[BEGIN EXCERPT TO READ]

An agreement was signed effective June 10, 2016 with For Life Financial for the office administration of the Company and can be terminated by either party with one month’s written notice. An agreement was signed effective September 10, 2016 to manage the Company. The contract is effective until December 31, 2018 and will continue until the earlier of the completion of the services or the termination of the agreement. Termination of the agreement may be for any or no reason upon four months written notice. The Company may, in its sole discretion, request For Life Financial to cease performing services during the four-month period. For Life Financial may terminate this agreement for any or no reason upon two months written notice.

 

On September 1, 2017, an agreement was signed with Red to Black Inc. to perform the accounting for the Company. The contract is effective until December 31, 2017 and will automatically renew and can be terminated by either party with thirty days notice. No new contract has been signed and the automatic renewal has been continuing.

 

ITEM 3. QUANTITATIVE AND QUALITATIVE DISCLOSURES ABOUT MARKET RISK.

 

We are a smaller reporting company as defined by Rule 12b-2 of the Securities Exchange Act of 1934, as amended, and are not required to provide the information under this item.

 

ITEM 4. CONTROLS AND PROCEDURES.

 

Disclosure Controls and Procedures

 

We maintain “disclosure controls and procedures,” as such term is defined in Rule 13a-15(e) and 15d-15(f) under the Securities Exchange Act of 1934 (the “Exchange Act”), that are designed to ensure that information required to be disclosed in our Exchange Act reports is recorded, processed, summarized and reported within the time periods specified in the Securities and Exchange Commission rules and forms, and that such information is accumulated and communicated to our management, including our Chief Executive Officer and Chief Financial Officer, as appropriate, to allow timely decisions regarding required disclosure. We conducted an evaluation (the “Evaluation”), under the supervision and with the participation of our Chief Executive Officer (“CEO”) and Chief Financial Officer (“CFO”), of the effectiveness of the design and operation of our disclosure controls and procedures (“Disclosure Controls”) as of the end of the period covered by this report pursuant to Rule 13a-15 of the Exchange Act. Based on this Evaluation, our Chief Executive Officer has concluded that the Company’s disclosure controls and procedures were not effective because of the identification of a material weakness in our internal control over financial reporting which is identified below in Management’s Annual Report on Internal Control over Financial Reporting, which we view as an integral part of our disclosure controls and procedures.

[END EXCERPT TO READ]
[BEGIN RECORD SET]

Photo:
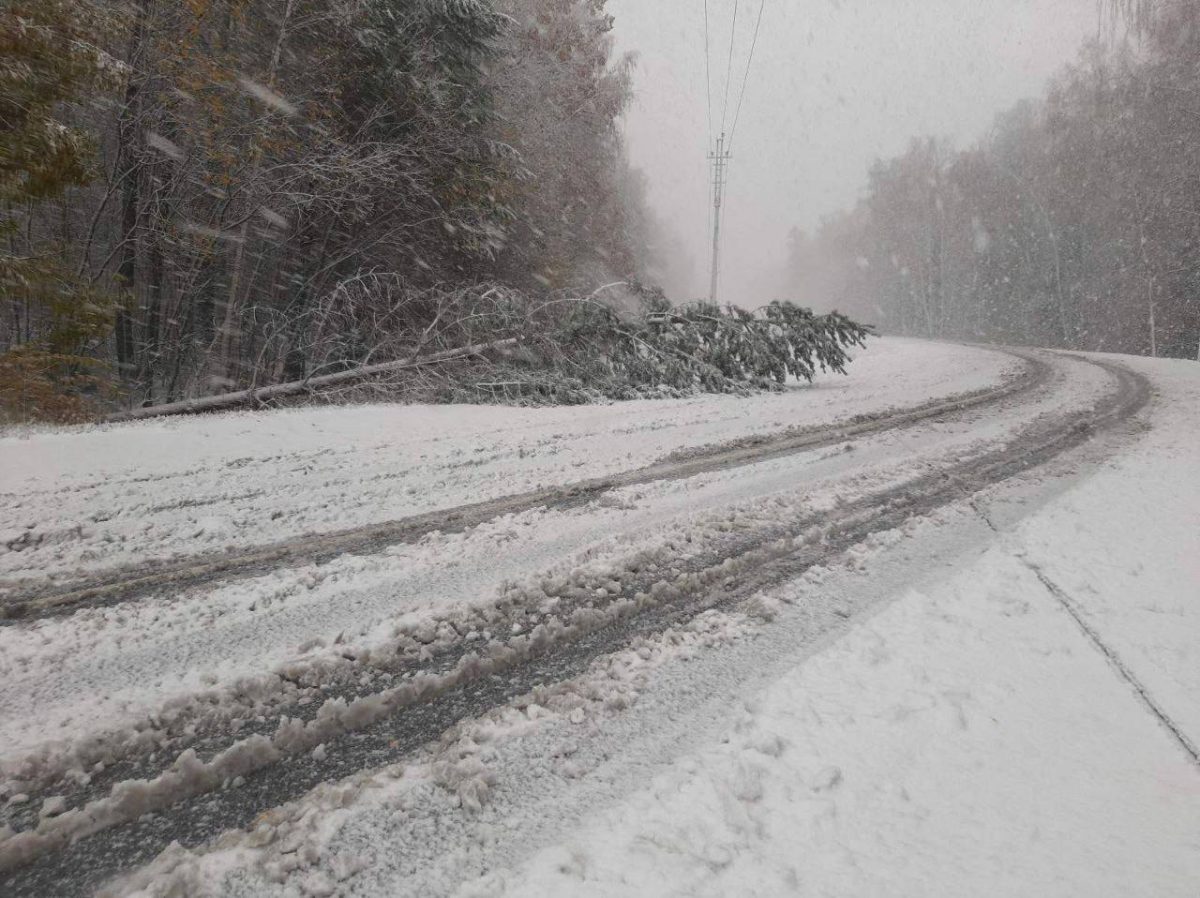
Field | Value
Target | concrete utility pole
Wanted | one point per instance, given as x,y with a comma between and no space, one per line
720,160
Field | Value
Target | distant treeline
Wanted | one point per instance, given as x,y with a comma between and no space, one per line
205,195
1075,223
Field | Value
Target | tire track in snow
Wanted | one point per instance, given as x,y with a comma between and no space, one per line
23,602
1115,662
768,556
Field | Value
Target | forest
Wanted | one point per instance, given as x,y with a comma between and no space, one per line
1075,223
247,198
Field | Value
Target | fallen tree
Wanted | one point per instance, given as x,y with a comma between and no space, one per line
227,401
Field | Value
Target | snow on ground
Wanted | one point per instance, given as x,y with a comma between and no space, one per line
967,741
967,738
107,668
81,500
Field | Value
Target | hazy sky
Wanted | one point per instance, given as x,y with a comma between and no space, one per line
835,84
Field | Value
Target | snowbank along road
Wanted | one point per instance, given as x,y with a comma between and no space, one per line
387,651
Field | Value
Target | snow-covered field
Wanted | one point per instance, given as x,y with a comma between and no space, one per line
999,698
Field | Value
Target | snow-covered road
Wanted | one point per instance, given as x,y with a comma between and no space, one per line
822,704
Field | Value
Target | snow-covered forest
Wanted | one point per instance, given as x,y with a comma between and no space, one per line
1074,223
228,192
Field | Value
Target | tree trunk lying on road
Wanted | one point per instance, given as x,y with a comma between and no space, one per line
263,394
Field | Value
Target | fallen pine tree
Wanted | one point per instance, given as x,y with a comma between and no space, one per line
570,349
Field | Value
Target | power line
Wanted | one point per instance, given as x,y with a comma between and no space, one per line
745,78
708,78
729,69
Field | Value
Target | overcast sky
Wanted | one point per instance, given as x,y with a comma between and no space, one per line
835,84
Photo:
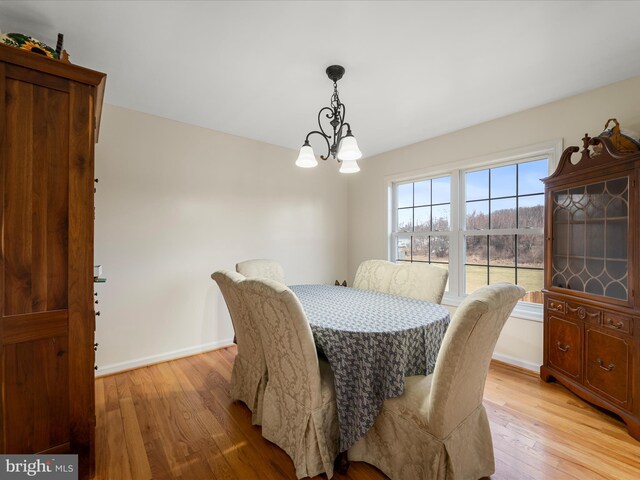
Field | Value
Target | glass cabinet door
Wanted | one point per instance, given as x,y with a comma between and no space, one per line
590,226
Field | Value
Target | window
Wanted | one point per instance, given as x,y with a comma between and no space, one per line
503,235
483,223
423,221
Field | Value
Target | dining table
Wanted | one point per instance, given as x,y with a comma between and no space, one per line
372,341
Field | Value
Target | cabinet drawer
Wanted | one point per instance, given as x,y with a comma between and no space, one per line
607,365
555,305
565,346
582,312
619,323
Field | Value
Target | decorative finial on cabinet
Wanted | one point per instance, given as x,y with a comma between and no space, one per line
585,145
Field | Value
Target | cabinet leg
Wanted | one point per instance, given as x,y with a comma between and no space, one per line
545,375
633,426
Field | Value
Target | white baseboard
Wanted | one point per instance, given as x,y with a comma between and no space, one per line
162,357
534,367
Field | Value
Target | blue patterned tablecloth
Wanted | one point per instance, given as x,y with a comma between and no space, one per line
372,341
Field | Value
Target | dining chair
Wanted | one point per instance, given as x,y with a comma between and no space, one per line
300,413
415,280
261,268
438,428
249,374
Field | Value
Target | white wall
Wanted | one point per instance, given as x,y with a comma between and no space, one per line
176,202
569,119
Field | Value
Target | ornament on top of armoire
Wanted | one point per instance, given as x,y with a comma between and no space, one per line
623,141
25,42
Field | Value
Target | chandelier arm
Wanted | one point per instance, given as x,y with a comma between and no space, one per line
326,139
341,112
328,115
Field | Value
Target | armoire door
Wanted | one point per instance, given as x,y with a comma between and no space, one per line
46,218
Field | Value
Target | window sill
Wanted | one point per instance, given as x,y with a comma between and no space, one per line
523,310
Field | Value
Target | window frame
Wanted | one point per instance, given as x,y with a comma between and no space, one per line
550,150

[END RECORD SET]

## DIRECTIVE
Reproduce word for word the portion of the filing excerpt that opens with the words containing "We are a smaller" and closes with "under this item.".

## RESPONSE
We are a smaller reporting company as defined by Rule 12b-2 of the Securities Exchange Act of 1934, as amended, and are not required to provide the information under this item.